● **About this exercise**
Please repeat exactly the lines below from the one containing "Point out the ice-covered" down to the one containing "Point out the grassy", both included, and nothing else.

Natural-language object grounding data:
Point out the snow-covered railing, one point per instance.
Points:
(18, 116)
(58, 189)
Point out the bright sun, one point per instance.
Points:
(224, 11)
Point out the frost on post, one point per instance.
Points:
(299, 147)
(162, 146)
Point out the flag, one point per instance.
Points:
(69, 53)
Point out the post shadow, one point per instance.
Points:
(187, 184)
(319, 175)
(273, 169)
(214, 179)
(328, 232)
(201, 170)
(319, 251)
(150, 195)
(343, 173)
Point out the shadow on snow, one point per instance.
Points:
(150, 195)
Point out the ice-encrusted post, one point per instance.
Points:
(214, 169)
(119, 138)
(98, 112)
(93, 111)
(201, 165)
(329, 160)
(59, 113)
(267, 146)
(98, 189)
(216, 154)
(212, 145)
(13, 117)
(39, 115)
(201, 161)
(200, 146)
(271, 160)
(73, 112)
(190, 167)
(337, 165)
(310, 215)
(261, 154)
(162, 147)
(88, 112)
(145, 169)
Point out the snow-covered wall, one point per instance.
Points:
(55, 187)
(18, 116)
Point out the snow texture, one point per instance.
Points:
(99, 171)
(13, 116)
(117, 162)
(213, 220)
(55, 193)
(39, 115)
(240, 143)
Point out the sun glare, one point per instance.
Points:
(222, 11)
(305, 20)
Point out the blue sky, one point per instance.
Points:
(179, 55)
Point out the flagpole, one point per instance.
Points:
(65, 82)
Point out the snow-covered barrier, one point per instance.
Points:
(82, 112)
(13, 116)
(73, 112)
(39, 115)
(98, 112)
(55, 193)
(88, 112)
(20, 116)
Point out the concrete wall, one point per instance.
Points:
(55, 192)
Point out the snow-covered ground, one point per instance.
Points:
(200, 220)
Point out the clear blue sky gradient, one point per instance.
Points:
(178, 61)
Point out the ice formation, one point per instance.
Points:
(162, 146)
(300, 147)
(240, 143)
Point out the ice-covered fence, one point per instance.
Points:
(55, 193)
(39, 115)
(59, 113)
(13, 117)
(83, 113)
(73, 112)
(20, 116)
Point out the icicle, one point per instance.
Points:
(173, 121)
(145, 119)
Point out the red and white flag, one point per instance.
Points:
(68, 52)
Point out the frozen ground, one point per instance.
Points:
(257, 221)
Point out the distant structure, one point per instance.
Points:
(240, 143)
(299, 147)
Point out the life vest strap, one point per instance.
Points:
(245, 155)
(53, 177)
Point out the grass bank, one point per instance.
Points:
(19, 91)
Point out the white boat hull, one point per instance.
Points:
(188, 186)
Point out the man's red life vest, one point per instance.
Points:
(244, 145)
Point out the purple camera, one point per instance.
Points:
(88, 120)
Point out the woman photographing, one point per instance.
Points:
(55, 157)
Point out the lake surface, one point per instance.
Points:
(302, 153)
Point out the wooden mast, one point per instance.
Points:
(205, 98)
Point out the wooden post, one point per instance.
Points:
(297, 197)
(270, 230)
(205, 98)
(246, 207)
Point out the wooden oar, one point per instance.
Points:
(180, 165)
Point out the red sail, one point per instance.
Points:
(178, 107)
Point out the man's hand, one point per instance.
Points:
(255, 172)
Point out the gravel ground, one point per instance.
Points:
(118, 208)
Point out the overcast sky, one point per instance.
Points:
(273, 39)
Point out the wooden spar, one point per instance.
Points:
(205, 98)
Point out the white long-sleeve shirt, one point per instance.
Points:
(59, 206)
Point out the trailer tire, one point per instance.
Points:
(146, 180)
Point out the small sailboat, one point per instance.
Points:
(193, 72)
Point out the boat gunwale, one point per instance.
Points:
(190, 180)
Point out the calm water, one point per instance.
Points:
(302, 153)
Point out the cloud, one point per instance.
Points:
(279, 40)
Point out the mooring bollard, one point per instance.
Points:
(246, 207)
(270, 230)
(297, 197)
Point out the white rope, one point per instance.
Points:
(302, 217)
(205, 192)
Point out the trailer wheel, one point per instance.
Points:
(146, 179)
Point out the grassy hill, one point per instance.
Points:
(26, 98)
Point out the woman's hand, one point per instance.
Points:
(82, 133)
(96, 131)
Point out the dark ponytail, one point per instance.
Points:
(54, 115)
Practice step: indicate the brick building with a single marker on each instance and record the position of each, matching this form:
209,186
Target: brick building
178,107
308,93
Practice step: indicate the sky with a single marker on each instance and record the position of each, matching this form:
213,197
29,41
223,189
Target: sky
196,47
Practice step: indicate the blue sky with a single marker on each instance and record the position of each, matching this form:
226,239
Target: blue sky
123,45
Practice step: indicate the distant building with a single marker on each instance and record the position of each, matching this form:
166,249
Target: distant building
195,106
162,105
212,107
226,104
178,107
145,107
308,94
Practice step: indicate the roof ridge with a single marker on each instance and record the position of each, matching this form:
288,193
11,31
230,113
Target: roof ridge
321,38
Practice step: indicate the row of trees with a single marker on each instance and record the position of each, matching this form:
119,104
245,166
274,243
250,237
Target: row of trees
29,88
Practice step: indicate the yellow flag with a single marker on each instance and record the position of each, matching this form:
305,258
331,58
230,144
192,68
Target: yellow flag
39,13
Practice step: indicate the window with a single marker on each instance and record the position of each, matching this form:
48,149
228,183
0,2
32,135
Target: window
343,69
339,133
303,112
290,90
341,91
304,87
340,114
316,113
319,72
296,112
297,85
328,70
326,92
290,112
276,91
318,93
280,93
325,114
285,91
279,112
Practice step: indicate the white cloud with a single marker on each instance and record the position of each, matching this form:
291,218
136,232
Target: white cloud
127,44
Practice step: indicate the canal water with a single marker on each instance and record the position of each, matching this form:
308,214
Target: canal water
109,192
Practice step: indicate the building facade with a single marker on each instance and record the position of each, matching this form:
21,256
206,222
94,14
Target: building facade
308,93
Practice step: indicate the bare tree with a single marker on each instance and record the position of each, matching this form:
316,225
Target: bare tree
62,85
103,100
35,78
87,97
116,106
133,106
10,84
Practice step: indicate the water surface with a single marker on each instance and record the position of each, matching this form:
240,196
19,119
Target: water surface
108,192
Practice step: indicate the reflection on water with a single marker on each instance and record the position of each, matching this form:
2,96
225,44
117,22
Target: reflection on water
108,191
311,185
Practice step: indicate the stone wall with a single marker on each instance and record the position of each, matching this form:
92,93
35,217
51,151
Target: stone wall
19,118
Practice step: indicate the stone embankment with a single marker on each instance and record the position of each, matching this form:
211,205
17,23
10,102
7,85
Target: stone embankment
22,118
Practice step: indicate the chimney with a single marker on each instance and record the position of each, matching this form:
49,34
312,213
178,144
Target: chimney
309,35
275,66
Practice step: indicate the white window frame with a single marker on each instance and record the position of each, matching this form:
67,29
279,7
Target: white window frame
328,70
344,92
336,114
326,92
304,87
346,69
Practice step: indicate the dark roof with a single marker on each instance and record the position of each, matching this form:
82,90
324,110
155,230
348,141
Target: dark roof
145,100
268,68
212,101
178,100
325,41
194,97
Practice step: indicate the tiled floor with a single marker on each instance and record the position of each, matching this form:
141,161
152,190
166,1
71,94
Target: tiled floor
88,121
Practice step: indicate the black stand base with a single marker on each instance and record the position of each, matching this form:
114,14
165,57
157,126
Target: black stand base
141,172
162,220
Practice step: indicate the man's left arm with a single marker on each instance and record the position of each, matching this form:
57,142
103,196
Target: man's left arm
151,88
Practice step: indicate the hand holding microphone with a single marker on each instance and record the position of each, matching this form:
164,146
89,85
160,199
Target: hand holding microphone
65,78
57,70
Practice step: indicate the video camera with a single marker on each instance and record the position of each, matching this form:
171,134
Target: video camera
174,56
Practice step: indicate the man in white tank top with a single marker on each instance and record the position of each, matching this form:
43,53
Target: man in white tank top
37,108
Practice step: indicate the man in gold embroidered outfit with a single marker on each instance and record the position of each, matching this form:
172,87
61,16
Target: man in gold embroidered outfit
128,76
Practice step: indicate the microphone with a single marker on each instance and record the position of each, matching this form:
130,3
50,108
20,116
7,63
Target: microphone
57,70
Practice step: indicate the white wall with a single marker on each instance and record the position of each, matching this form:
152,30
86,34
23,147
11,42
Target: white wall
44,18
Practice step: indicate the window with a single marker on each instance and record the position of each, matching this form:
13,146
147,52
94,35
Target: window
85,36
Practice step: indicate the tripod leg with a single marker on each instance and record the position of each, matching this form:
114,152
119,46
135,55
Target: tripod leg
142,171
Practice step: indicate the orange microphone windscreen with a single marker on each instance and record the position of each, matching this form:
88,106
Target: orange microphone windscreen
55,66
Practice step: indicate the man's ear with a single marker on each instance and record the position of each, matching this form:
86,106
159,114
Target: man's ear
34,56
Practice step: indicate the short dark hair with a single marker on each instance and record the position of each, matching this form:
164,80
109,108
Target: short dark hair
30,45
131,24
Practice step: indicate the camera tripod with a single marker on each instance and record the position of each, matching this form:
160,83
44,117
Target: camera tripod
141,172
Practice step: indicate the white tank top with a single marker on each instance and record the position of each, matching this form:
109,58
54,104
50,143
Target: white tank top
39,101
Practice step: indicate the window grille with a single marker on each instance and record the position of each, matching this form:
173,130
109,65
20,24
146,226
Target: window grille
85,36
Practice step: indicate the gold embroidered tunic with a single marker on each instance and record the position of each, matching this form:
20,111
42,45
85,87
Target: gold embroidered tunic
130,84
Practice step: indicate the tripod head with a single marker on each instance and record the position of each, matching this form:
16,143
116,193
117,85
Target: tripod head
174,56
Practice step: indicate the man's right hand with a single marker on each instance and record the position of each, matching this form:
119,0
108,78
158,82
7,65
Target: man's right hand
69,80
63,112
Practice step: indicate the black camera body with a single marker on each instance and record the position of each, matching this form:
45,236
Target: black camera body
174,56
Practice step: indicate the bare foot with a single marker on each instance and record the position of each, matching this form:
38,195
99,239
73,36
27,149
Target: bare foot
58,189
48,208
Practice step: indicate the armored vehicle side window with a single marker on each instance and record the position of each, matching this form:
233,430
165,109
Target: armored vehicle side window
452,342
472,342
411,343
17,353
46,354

● **Exercise response**
Point out the ice-covered fence, one point per instance.
Points:
(55, 193)
(39, 115)
(59, 113)
(13, 117)
(83, 113)
(73, 112)
(20, 116)
Point out the icicle, one point per instance.
Points:
(173, 121)
(145, 119)
Point out the red and white flag, one point per instance.
Points:
(68, 52)
Point out the frozen ground, one point per instance.
Points:
(257, 221)
Point out the distant structure, one point per instance.
Points:
(240, 143)
(299, 147)
Point out the life vest strap, one point per instance.
Points:
(245, 155)
(53, 177)
Point out the grass bank, one point per instance.
Points:
(19, 91)
Point out the white boat hull, one point per instance.
Points:
(188, 186)
Point out the man's red life vest, one point per instance.
Points:
(244, 145)
Point out the purple camera, one point per instance.
Points:
(88, 120)
Point out the woman photographing, one point per instance.
Points:
(55, 157)
Point out the lake surface, one point per instance.
Points:
(302, 153)
Point out the wooden mast, one point per instance.
Points:
(205, 98)
Point out the wooden post, one point per instance.
Points:
(297, 197)
(270, 230)
(205, 98)
(246, 207)
Point out the wooden oar, one point per instance.
Points:
(180, 165)
Point out the red sail, one point per instance.
Points:
(178, 107)
Point out the man's hand, one point per instance.
Points:
(255, 172)
Point out the gravel ground, one point per instance.
Points:
(118, 208)
Point out the overcast sky, one point per instance.
Points:
(273, 39)
Point out the wooden spar, one point per instance.
Points:
(205, 98)
Point out the white long-sleeve shirt, one point per instance.
Points:
(59, 206)
Point out the trailer tire, one point per instance.
Points:
(146, 180)
Point out the small sailboat, one point per instance.
Points:
(193, 72)
Point out the boat gunwale, one point per instance.
Points:
(190, 180)
Point out the calm water, one point per instance.
Points:
(302, 153)
Point out the cloud, one point per instance.
Points:
(279, 40)
Point out the mooring bollard, one point per instance.
Points:
(246, 207)
(270, 230)
(297, 197)
Point out the white rope, one point per instance.
Points:
(302, 217)
(205, 192)
Point out the trailer wheel, one point per instance.
Points:
(146, 179)
Point out the grassy hill, one point per instance.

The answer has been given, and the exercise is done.